Kopieren Sie die Zeilen der folgenden Datensätze unverändert, beginnend mit der Zeile, die „A point falls on each instance of the paved“ enthält, und endend mit dem Schluss der Datensätze.

--- ANGEZEIGTE DATENSÄTZE ---

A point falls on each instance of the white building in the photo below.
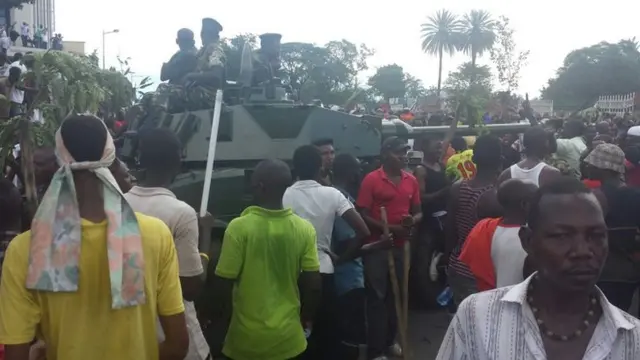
(41, 12)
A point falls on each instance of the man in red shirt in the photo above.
(398, 191)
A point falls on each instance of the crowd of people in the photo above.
(533, 235)
(28, 36)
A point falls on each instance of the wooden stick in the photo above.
(394, 281)
(405, 296)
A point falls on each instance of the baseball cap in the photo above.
(394, 143)
(607, 157)
(634, 131)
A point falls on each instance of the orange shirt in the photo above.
(476, 253)
(449, 153)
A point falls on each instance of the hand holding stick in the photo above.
(394, 281)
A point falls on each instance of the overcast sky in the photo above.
(548, 28)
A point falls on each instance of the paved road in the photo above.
(426, 330)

---

▸ VOLLSTÄNDIGE ANTWORT:
A point falls on each instance of the paved road in the photo above.
(426, 330)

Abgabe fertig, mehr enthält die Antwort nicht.